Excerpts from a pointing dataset
☆ ☆ ☆ ☆ ☆

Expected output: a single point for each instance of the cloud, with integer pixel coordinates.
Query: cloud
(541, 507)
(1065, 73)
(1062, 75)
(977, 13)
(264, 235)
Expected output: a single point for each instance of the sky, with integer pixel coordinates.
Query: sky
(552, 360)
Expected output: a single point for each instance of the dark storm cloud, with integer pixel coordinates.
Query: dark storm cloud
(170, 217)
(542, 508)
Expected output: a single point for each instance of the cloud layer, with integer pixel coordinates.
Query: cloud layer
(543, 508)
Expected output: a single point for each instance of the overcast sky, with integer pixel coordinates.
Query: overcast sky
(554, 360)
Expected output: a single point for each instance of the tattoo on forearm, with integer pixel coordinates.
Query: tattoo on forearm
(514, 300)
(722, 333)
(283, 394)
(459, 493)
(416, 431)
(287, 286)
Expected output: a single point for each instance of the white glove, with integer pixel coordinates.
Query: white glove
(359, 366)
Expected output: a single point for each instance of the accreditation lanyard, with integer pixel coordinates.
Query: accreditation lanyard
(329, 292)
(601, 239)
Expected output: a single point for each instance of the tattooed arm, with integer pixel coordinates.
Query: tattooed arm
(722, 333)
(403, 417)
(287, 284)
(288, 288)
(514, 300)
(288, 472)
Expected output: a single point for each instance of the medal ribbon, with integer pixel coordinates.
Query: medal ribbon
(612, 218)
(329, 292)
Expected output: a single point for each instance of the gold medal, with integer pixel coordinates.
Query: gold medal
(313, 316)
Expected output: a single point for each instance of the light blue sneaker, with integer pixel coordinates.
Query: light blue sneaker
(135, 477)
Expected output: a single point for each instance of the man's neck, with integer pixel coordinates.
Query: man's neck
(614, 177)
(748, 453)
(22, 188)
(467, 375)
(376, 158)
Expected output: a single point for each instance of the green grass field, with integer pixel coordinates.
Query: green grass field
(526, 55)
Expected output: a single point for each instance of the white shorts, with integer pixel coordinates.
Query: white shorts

☆ ☆ ☆ ☆ ☆

Reproduce every one of the lines above word for word.

— CORRECT RESPONSE —
Expected output: a single point for each instance of the cloud, with integer pixel coordinates.
Query: cloud
(541, 507)
(1065, 73)
(1062, 75)
(977, 13)
(264, 235)
Expected output: a single point for each instance of the sky, with integer pixel coordinates.
Query: sky
(552, 360)
Expected output: a single point for each instance of the dark storm cloud, with integer pixel coordinates.
Query: dark storm cloud
(170, 217)
(542, 508)
Expected output: a single point for each instance of the cloud layer, with integer pixel coordinates.
Query: cloud layer
(543, 508)
Expected output: a single point for each instance of the overcast sky, with integer pixel coordinates.
Query: overcast sky
(554, 360)
Expected output: a single point for each instance of the tattoo on forearm, with integer pixel coordinates.
Query: tattoo on forearm
(514, 300)
(722, 333)
(283, 394)
(459, 493)
(416, 431)
(287, 286)
Expected output: a single point for each instance of the white glove, with integer pixel coordinates.
Query: white glove
(359, 366)
Expected output: a single point for each instance of the accreditation lanyard, with integer pixel coordinates.
Query: accreditation lanyard
(329, 292)
(601, 239)
Expected output: a single point for each instance of the tattooed arm, with integer pixel coordinates.
Query: tattooed arm
(722, 333)
(403, 417)
(287, 284)
(288, 288)
(514, 300)
(288, 472)
Expected output: a single point for each instance of the medal ribbon, with integer pixel coordinates.
Query: medal ribbon
(612, 218)
(329, 292)
Expected output: a single point for each instance of the gold medal, with integer pixel coordinates.
Query: gold medal
(313, 316)
Expected output: a single point for each instance of the light blue sneaker, with integer pixel coordinates.
Query: light blue sneaker
(135, 477)
Expected output: a single point for each instance of the man's neck, with integer pixel coordinates.
Query: man's neck
(614, 177)
(748, 453)
(22, 188)
(467, 375)
(376, 158)
Expected output: a single point for each instance of the green grass field, with integer pixel coordinates.
Query: green grass field
(526, 55)
Expected output: a single point for each instance of the white shorts, with integer pixel coordinates.
Query: white shorts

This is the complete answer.